GOAL — Reproduce every one of the following items line by line, without changing a single character.

MATERIAL SHOWN —
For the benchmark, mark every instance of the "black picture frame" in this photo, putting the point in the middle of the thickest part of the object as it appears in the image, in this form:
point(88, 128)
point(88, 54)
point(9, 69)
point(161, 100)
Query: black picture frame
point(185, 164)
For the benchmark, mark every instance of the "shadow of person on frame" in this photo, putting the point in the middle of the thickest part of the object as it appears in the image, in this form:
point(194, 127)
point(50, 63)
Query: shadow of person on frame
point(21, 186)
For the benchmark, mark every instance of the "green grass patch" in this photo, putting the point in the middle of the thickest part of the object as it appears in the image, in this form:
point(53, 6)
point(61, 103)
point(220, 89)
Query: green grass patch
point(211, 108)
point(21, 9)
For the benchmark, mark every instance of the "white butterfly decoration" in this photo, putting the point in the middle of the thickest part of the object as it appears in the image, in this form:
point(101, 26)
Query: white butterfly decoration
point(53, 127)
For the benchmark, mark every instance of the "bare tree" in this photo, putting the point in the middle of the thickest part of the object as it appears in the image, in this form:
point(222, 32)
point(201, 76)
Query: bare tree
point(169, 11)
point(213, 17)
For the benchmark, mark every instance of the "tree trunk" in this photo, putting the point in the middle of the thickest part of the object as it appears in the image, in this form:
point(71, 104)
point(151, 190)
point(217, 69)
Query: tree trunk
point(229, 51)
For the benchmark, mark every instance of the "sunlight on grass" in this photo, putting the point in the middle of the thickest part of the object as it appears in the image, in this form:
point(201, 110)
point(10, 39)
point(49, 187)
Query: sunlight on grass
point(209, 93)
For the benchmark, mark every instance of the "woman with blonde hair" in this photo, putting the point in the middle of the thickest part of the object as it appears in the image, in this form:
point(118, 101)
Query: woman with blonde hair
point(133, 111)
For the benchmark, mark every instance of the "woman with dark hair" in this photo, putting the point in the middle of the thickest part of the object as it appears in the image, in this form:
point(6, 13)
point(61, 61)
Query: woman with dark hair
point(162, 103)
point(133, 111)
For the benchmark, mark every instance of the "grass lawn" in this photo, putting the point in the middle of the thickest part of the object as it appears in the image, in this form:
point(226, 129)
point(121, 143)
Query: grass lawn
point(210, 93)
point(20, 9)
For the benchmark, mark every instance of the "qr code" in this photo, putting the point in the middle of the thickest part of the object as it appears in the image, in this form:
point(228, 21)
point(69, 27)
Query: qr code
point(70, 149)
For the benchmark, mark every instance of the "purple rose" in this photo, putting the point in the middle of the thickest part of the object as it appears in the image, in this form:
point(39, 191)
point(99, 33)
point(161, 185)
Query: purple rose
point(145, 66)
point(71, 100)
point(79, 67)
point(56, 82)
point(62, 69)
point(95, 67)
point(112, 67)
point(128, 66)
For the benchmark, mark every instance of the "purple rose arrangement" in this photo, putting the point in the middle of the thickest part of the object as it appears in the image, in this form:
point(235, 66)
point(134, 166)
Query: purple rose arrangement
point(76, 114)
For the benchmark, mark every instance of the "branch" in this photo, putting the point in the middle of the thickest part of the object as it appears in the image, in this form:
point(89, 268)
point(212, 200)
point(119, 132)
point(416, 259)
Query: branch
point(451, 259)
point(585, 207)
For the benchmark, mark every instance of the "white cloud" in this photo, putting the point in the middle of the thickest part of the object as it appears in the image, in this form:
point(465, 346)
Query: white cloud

FINISHED ANSWER —
For the benchmark, mark every instance of the "black picture frame" in this photo, putting the point in the middle of the thickest part of the object as it appears in the image, in this form:
point(88, 128)
point(88, 54)
point(9, 69)
point(161, 100)
Query: black picture frame
point(185, 164)
For the benchmark, mark every instance of the "shadow of person on frame" in this photo, putting the point in the middle of the thickest part of the object as it appears in the image, in this form:
point(194, 127)
point(50, 63)
Query: shadow of person on frame
point(21, 186)
For the benchmark, mark every instance of the "green grass patch" in this photo, putting the point in the middle of the thickest part of the object as it appears in the image, in this form:
point(53, 6)
point(61, 103)
point(220, 89)
Query: green grass patch
point(211, 108)
point(21, 9)
For the benchmark, mark every instance of the "white butterfly decoration" in this photo, putting the point in the middle of the thickest part of the object as it appears in the image, in this form:
point(101, 26)
Query: white butterfly decoration
point(53, 127)
For the benchmark, mark every instance of the "bare tree" in this photo, putting the point in the middle of the thickest part of the object as it appears in the image, in this form:
point(222, 32)
point(201, 76)
Query: bare tree
point(169, 11)
point(213, 17)
For the benchmark, mark every instance of the "tree trunk" in this photo, putting the point in the middle of the thickest part of the object as it appears in the image, in this form:
point(71, 104)
point(151, 190)
point(217, 69)
Query: tree trunk
point(229, 51)
For the benchmark, mark every instance of the "sunlight on grass" in this photo, putting the point in the middle of the thickest part of the object as it appears in the image, in this form:
point(201, 110)
point(10, 39)
point(49, 187)
Query: sunlight on grass
point(209, 93)
For the benchmark, mark every instance of the "woman with blonde hair" in this photo, putting the point in the middle of the thickest part of the object as it appears in the image, in this form:
point(118, 101)
Query: woman with blonde hair
point(133, 111)
For the benchmark, mark every instance of the "woman with dark hair" in this photo, putting the point in the middle of the thickest part of the object as it appears in the image, in this form:
point(6, 13)
point(61, 61)
Query: woman with dark hair
point(162, 103)
point(133, 111)
For the benchmark, mark every instance of the "grass lawn" in this photo, putting the point in the middle of the thickest part of the object as it appears in the image, in this form:
point(226, 129)
point(121, 143)
Query: grass lawn
point(210, 93)
point(20, 9)
For the benchmark, mark every instance of the "qr code" in this photo, putting the point in the middle of the thickest part of the object as it appears in the image, in this form:
point(228, 21)
point(69, 27)
Query: qr code
point(70, 149)
For the benchmark, mark every instance of the "purple rose" in this photo, putting the point in the middle of the thickest part of the object as it appears in the image, in this form:
point(39, 191)
point(99, 33)
point(161, 185)
Query: purple rose
point(145, 66)
point(71, 100)
point(79, 67)
point(56, 82)
point(62, 69)
point(95, 67)
point(112, 67)
point(128, 66)
For the benchmark, mark every instance of the "purple rose arrangement" in this photo, putting the point in the middle of the thickest part of the object as it appears in the image, in this form:
point(235, 66)
point(134, 166)
Query: purple rose arrangement
point(76, 114)
For the benchmark, mark every instance of the "branch" in this photo, putting the point in the middle of the thickest part of the object as it appears in the image, in this form:
point(89, 268)
point(212, 200)
point(119, 132)
point(416, 259)
Query: branch
point(451, 259)
point(585, 207)
For the benchmark, mark every instance of the "white cloud" in this photo, putting the point in the middle of the thickest part of the object as it appears in the image, in this form:
point(465, 346)
Query: white cloud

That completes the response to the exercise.